TASK PROMPT: Determine the count of lines containing "yellow" in the entries below and return only that figure.

SUPPLIED MATERIAL:
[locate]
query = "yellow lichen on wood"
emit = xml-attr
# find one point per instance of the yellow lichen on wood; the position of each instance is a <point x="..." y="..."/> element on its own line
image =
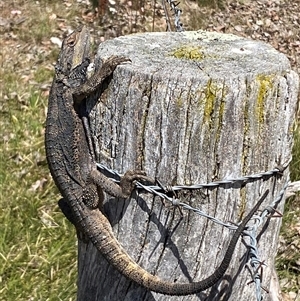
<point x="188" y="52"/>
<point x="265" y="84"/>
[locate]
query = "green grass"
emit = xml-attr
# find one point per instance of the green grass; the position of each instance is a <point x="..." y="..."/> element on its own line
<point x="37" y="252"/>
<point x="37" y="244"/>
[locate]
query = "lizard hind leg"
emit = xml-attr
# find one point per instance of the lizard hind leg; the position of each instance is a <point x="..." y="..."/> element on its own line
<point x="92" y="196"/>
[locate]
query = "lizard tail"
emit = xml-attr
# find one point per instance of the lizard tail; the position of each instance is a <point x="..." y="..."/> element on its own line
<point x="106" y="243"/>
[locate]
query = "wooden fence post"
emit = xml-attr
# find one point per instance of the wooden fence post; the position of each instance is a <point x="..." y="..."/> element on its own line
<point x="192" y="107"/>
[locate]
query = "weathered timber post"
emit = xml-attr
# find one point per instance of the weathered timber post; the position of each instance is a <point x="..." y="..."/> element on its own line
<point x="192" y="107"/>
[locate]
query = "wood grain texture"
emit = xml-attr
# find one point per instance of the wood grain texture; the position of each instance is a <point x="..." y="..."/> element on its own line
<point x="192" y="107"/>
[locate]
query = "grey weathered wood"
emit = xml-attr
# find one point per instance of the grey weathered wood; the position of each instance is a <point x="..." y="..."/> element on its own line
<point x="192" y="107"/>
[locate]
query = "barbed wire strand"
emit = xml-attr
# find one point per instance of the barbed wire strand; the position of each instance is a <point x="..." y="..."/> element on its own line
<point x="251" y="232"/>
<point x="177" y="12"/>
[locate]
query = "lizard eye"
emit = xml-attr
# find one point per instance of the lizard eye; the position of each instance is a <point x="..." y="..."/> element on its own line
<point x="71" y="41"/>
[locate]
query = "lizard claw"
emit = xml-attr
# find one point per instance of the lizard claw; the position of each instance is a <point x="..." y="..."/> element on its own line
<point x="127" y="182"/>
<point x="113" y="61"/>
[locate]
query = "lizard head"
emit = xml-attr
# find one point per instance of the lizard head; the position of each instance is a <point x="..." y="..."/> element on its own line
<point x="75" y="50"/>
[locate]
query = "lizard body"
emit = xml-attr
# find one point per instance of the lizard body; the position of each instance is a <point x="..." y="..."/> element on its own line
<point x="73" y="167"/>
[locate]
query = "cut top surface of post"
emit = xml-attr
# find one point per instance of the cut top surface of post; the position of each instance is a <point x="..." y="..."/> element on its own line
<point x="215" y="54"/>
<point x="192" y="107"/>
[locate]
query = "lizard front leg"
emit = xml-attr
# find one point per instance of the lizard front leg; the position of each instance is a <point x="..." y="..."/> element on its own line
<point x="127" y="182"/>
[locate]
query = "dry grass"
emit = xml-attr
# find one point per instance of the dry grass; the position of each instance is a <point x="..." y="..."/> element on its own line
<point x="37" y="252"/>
--
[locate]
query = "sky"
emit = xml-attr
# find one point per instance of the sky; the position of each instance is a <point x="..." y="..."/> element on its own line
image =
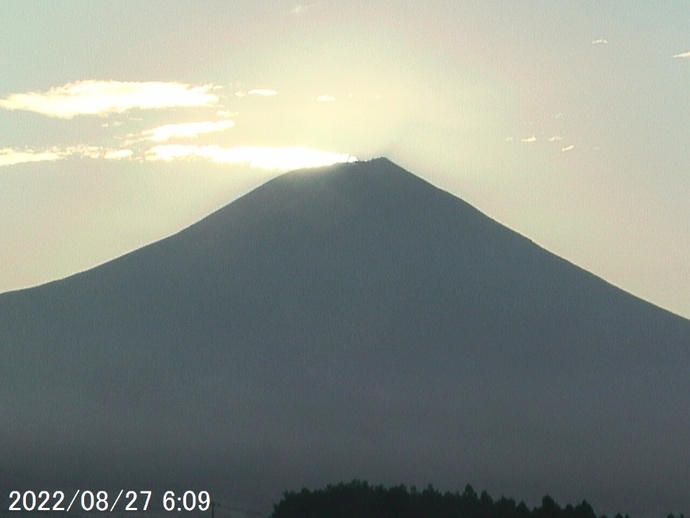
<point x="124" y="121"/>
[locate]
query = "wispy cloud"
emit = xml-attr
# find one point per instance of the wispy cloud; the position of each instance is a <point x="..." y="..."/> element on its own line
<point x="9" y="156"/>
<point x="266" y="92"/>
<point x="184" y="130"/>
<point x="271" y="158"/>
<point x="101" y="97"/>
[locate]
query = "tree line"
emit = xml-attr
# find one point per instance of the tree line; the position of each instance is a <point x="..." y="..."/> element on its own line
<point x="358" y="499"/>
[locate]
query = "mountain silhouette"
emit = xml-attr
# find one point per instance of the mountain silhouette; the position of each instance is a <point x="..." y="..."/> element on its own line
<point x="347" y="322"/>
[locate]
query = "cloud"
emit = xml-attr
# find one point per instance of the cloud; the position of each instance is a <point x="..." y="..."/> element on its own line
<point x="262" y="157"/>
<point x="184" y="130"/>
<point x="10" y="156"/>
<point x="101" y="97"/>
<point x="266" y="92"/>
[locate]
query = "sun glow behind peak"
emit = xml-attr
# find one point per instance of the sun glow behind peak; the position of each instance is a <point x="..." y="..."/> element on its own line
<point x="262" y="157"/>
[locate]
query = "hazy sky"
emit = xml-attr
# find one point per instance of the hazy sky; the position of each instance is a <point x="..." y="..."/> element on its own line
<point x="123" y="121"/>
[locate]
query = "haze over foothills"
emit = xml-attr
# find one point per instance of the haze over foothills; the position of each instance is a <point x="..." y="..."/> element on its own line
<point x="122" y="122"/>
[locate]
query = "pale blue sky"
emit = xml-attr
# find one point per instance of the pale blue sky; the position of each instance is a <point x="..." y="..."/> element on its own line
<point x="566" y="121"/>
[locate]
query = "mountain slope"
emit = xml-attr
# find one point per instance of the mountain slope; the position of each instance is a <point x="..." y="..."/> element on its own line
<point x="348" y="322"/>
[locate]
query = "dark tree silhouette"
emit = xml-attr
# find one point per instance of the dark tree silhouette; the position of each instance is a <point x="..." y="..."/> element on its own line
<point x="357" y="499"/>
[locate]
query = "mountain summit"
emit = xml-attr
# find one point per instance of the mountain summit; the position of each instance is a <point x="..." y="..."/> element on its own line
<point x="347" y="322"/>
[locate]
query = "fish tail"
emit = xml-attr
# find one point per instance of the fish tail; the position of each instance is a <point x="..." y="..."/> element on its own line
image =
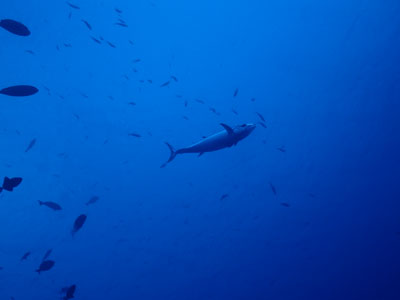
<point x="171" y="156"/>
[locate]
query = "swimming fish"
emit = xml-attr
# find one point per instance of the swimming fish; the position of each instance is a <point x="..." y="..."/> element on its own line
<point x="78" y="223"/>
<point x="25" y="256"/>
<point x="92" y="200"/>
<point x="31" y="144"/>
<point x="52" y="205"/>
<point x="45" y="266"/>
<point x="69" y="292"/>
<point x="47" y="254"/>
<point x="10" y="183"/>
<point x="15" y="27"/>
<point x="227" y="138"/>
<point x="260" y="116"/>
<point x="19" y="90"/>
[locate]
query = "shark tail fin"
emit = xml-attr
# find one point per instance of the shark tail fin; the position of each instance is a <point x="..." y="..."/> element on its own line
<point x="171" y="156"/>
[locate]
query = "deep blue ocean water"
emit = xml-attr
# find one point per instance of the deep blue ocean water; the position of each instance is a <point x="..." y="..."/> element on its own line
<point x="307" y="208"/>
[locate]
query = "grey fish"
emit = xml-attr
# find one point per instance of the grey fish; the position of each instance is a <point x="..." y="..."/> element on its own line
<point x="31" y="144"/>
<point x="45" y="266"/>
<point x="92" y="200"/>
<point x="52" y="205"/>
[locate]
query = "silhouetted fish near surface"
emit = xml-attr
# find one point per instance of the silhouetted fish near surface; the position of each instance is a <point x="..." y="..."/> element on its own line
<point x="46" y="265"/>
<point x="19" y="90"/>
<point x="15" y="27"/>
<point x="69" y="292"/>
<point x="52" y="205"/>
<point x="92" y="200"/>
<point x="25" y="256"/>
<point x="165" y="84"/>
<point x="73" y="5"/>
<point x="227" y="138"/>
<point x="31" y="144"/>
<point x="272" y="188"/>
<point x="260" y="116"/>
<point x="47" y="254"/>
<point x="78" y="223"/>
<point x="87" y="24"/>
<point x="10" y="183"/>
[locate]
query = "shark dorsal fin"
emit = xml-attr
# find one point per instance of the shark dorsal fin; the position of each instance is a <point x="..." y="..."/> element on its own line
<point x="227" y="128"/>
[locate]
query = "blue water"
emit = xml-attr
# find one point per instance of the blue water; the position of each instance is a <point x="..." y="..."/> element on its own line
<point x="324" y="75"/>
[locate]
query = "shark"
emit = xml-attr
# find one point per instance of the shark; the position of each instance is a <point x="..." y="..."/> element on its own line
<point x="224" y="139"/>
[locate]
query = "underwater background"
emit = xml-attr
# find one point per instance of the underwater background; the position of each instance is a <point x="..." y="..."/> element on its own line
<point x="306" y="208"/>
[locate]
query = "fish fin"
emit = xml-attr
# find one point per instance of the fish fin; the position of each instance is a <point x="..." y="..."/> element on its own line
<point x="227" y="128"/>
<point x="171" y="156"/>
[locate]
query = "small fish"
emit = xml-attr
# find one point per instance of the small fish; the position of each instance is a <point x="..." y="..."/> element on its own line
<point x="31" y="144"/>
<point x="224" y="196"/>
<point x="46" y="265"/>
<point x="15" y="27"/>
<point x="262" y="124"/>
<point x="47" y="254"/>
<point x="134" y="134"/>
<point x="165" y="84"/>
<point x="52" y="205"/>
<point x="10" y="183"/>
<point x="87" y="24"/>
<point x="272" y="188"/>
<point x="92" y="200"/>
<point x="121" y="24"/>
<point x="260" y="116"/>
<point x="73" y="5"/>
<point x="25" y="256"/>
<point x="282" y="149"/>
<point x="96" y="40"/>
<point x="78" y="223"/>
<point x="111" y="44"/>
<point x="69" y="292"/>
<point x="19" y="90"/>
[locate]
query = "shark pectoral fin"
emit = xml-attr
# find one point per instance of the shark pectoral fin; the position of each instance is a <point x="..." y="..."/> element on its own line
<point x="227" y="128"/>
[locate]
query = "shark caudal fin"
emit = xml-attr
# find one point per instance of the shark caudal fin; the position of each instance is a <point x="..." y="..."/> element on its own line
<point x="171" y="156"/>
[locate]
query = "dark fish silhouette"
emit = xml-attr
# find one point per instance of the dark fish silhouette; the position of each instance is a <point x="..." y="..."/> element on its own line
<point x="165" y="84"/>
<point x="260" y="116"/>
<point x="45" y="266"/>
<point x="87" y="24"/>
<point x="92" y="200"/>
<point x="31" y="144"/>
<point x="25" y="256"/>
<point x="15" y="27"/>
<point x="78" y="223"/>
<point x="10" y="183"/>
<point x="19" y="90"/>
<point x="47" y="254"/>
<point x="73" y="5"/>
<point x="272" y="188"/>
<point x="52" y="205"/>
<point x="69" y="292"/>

EXERCISE RESULT: 2